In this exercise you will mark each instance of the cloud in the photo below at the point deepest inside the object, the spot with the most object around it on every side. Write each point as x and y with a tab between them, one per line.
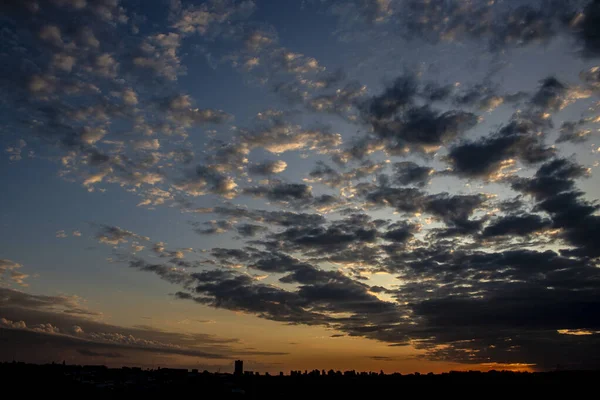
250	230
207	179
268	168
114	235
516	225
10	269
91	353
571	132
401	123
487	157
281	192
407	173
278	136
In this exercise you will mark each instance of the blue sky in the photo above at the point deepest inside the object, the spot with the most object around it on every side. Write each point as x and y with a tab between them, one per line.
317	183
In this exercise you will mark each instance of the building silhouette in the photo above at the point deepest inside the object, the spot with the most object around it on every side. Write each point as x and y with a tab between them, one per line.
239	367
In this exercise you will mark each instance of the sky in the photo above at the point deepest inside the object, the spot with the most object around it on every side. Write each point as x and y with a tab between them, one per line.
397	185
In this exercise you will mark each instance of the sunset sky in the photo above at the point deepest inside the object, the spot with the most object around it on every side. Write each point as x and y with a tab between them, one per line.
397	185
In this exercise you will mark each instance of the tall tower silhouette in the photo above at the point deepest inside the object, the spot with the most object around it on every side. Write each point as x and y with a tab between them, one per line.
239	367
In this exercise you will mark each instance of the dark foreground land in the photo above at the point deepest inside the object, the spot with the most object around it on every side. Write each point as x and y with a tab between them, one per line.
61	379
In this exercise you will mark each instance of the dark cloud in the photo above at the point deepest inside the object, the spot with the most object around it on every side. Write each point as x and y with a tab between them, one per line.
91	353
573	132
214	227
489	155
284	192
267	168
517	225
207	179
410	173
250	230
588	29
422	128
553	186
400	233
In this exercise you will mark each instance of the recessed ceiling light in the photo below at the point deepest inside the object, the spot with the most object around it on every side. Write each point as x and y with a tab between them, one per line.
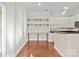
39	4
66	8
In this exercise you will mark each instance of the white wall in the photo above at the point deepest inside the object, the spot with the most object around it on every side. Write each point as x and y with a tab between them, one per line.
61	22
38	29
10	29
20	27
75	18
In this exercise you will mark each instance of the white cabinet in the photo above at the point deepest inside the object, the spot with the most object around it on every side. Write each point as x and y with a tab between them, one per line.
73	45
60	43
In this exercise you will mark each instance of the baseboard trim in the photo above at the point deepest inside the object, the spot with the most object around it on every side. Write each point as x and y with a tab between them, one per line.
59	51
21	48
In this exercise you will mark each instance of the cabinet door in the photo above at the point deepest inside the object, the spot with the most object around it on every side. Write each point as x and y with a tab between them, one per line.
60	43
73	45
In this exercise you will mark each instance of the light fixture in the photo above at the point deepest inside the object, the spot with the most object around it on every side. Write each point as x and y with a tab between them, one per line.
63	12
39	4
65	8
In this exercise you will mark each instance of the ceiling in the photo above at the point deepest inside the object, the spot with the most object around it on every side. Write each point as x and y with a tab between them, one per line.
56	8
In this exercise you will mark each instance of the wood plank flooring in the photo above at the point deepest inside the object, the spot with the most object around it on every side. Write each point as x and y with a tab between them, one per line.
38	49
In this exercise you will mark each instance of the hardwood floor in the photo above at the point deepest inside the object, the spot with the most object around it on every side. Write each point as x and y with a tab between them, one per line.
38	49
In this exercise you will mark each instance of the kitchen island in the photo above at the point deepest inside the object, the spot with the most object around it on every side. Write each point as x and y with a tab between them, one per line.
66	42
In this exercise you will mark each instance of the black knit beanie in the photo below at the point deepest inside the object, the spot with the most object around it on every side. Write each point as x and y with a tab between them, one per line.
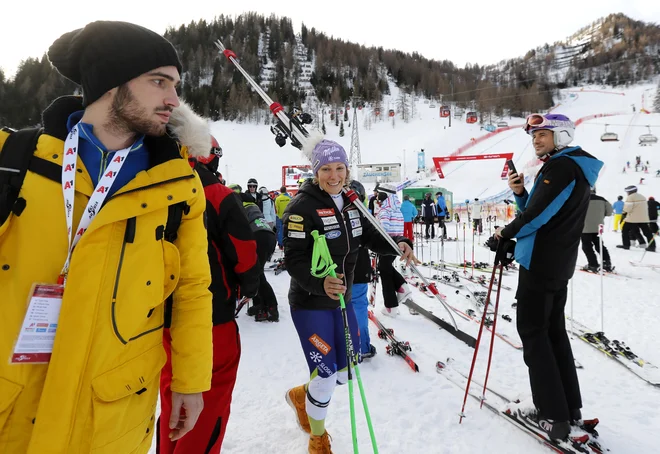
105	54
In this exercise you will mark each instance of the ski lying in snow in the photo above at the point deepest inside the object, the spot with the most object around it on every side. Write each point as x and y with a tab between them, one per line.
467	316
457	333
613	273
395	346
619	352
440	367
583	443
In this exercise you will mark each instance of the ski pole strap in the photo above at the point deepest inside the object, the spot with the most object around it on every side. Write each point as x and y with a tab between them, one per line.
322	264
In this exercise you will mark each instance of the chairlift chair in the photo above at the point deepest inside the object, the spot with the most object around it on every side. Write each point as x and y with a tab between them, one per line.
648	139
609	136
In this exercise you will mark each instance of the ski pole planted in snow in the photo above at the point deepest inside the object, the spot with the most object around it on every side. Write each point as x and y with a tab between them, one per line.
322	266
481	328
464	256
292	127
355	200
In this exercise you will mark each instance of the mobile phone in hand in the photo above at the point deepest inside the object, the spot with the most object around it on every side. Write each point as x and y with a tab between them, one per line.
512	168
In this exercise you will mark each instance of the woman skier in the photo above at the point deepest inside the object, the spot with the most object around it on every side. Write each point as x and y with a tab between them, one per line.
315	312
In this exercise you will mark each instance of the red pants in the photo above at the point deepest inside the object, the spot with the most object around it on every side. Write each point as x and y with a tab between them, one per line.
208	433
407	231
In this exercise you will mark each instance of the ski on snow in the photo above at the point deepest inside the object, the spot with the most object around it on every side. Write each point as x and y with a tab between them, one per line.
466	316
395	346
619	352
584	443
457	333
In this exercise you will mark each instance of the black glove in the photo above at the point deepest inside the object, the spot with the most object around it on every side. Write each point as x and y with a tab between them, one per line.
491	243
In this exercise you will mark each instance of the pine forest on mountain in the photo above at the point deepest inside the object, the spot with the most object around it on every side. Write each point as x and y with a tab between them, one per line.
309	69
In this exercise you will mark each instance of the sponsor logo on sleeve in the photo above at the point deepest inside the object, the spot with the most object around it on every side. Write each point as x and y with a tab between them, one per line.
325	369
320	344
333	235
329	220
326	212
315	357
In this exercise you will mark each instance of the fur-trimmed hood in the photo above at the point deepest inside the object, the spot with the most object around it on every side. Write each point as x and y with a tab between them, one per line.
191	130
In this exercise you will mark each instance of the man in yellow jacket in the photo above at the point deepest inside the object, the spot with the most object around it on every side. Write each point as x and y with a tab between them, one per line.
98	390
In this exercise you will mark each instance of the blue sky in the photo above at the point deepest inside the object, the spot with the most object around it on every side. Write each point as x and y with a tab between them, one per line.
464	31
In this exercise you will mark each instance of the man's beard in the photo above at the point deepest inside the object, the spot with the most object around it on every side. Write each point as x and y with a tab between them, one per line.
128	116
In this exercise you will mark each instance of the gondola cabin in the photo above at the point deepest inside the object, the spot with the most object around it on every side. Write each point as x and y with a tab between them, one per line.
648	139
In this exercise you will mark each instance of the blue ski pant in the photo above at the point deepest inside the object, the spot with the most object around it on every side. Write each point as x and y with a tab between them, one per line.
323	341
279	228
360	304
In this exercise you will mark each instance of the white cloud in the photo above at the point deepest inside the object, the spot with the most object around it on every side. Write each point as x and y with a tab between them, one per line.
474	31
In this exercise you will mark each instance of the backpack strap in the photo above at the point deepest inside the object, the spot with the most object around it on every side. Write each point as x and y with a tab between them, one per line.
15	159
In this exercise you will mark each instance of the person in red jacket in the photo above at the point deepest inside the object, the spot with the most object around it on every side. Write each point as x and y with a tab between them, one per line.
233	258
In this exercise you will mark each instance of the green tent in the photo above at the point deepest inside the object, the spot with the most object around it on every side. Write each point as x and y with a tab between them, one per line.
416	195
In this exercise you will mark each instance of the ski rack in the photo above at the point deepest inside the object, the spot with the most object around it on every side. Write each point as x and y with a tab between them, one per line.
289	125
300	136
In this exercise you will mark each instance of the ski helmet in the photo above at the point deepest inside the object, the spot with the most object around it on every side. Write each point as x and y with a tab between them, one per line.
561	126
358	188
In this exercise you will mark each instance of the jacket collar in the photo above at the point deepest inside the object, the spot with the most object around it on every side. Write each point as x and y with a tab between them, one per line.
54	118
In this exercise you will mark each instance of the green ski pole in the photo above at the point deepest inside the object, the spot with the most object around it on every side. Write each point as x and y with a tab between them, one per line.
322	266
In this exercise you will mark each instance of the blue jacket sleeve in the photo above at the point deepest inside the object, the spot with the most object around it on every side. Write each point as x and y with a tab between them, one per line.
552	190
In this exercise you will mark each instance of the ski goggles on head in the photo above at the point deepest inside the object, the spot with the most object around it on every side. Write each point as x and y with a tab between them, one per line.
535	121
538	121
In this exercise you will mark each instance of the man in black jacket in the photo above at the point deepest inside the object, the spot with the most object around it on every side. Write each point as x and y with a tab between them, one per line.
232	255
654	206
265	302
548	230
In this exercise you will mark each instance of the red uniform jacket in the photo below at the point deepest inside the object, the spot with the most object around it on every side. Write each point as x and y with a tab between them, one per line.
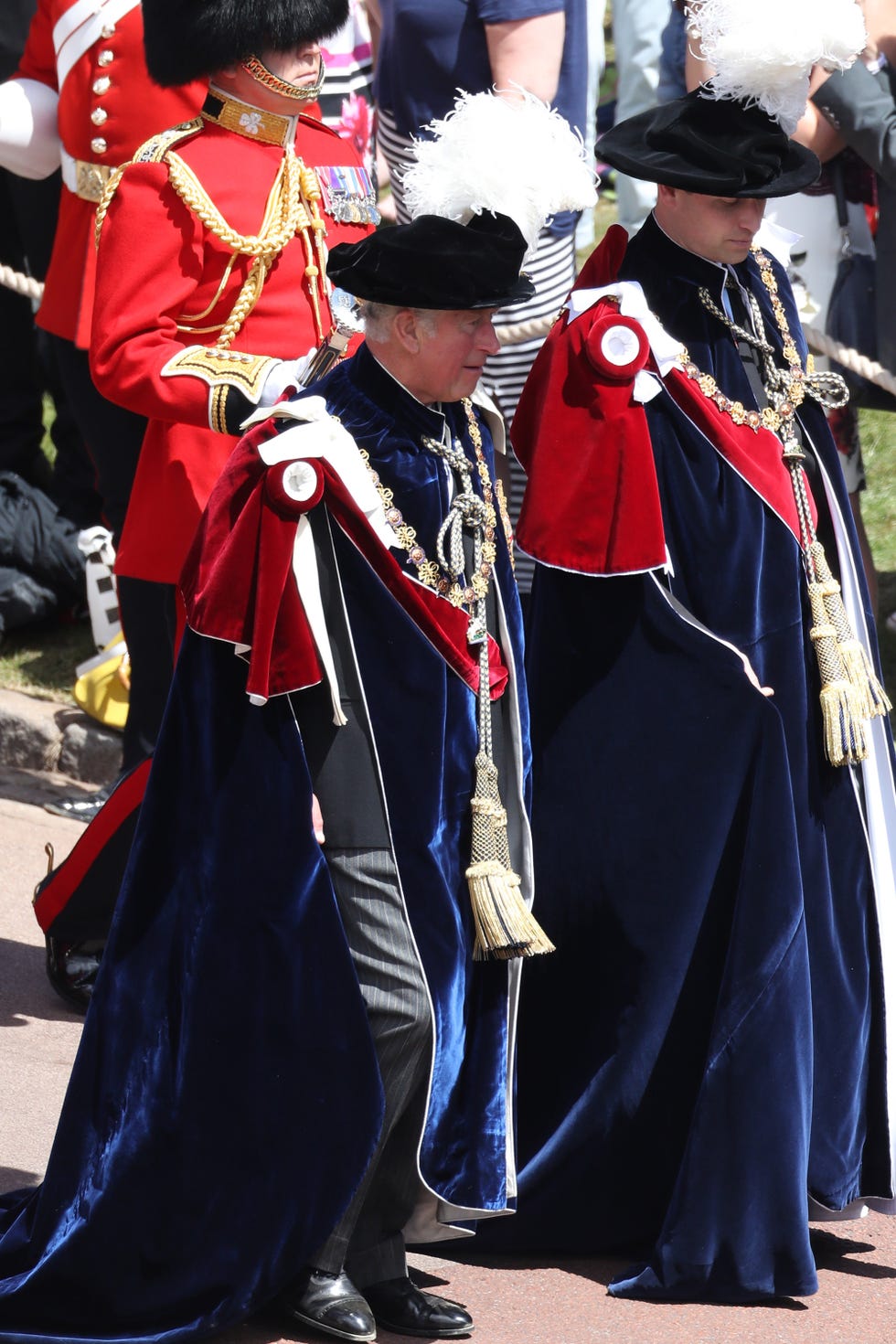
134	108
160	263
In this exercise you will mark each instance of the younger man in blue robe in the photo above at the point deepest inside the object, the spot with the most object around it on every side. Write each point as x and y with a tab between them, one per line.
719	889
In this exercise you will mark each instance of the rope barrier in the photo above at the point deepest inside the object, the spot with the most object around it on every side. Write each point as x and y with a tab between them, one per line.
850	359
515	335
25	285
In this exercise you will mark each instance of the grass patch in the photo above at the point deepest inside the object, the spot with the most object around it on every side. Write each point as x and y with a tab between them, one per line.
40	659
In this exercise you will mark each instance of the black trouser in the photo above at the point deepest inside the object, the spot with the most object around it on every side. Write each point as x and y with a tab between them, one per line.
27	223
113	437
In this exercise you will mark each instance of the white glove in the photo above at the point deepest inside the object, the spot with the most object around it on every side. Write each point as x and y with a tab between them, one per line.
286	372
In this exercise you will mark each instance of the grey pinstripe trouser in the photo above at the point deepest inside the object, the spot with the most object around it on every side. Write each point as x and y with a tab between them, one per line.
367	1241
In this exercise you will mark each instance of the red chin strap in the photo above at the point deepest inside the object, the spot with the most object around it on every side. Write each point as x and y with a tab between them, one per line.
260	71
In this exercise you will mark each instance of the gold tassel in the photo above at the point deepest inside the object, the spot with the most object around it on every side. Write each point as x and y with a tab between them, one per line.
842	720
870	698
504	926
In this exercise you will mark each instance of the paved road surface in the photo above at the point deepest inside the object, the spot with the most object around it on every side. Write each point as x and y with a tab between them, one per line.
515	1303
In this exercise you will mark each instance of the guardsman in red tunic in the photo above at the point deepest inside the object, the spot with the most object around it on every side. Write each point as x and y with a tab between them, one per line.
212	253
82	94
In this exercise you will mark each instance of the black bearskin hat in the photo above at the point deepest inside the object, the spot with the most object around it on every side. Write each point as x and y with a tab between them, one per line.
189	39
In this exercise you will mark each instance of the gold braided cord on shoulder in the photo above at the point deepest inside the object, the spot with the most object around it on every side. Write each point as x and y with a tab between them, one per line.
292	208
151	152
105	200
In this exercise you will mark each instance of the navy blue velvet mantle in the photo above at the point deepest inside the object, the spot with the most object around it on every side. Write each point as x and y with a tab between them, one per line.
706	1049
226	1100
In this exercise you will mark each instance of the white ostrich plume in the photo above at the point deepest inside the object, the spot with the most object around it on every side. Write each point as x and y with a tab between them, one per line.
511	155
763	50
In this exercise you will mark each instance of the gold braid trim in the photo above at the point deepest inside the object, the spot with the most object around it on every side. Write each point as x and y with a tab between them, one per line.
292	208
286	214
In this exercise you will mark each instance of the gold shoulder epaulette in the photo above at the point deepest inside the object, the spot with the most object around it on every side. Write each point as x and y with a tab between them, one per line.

····················

=== Directive ===
Emit verbatim the lines running from the one with "the white ostrich" through the last line of the data, both endpoints inclusive.

=== Answer to this task ===
In this exercise you will mark each instance of the white ostrich plume in the photo above at the point deepest inside the object, the spot with the most object around it on every side. Write each point as x and y with a tab between them, one per line.
511	155
763	50
In this exercise you will mark each instance of the gold braid trim in the photo above at the point deepest inside the object, the spot with the most object around it on every side. Write each point as x and y with a tab between them, one per line.
292	208
286	214
In this exercise you will mark each instance of the gold shoulder epaulette in the photo above at the point deepest inside the object, the spot with the most object around it on every side. Write each point as x and y with a tab between them, one per line.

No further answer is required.